Document excerpt:
□ □ □
It’s so much worse than we feared but he also shared a ray of hope…

Andry Hernández Romero was imprisoned for 125 days at CECOT, the dystopian mega-prison in El Salvador where Trump has been disappearing people, but he is now home safe in his native Venezuela.

“It was an encounter with torture and death,” Hernández Romero told journalists at his family home.

He and other prisoners were regularly beaten and shot with rubber projectiles. They were locked in nightmarishly dark confines.

“Many of our fellows have wounds from the nightsticks; they have fractured ribs, fractured fingers and toes, marks from the handcuffs,” he said. “Others have marks on their chests, on their face ... from the projectiles.

Hernández Romero entered the United States legally, appeared at an appointment that the American government mandated, and passed an initial interview. Federal agents then falsely accused him of membership in the violent Tren de Aragua gang, absurdly citing his “mom” and “dad” tattoos as evidence for their smear. He has no criminal record but was unjustly expelled by Trump along with over 250 other Venezuelan men. The incredibly cruel federal action proves that MAGA never actually cared about deporting criminals and are in fact pursuing a soft ethnic cleansing agenda.

Hernández Romero originally fled Venezuela in 2024 to seek asylum in the United States because he was afraid he would be persecuted for his homosexuality and because he opposed his native country’s authoritarian government. He saw America as a beacon of hope in the world and was rewarded by Trump with racism, terror, and violence.
□ □ □
Source data:
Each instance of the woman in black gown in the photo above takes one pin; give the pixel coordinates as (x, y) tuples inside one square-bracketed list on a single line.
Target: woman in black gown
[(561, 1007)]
□ □ □
Given instruction:
Extend the article on Andry Hernández Romero's detention at CECOT, starting after its last sentence.

Result below:
The Venezuelan attorney general has announced that his office will be launching an investigation into the reports that El Salvador tortured Venezuelan nationals.

“While we’re happy that he’s no longer in the torture prison, we are worried for his future,” said Melissa Shepherd, an attorney with the Immigrant Defenders Law Center, who is representing Hernández Romero and other deportation victims. “They were physically, verbally, and psychologically tortured.”

Lindsay Toczylowski, cofounder and CEO of the Immigrant Defenders Law Center, told The Advocate that what happened to Hernández Romero is “a really dark foreshadowing of where we’re going as a country if this is allowed to stand.”

“These are people who were sent with no due process to be tortured, only to then be used as political pawns in a prisoner release that none of us were privy to before it happened, that none of them consented to being a part of,” she added.

But Hernández Romero has not fallen totally into despair—

“It fills me with so much peace, so much comfort, so much tranquility that I was never alone, from day one,” he said. “There were many people who worried for me.”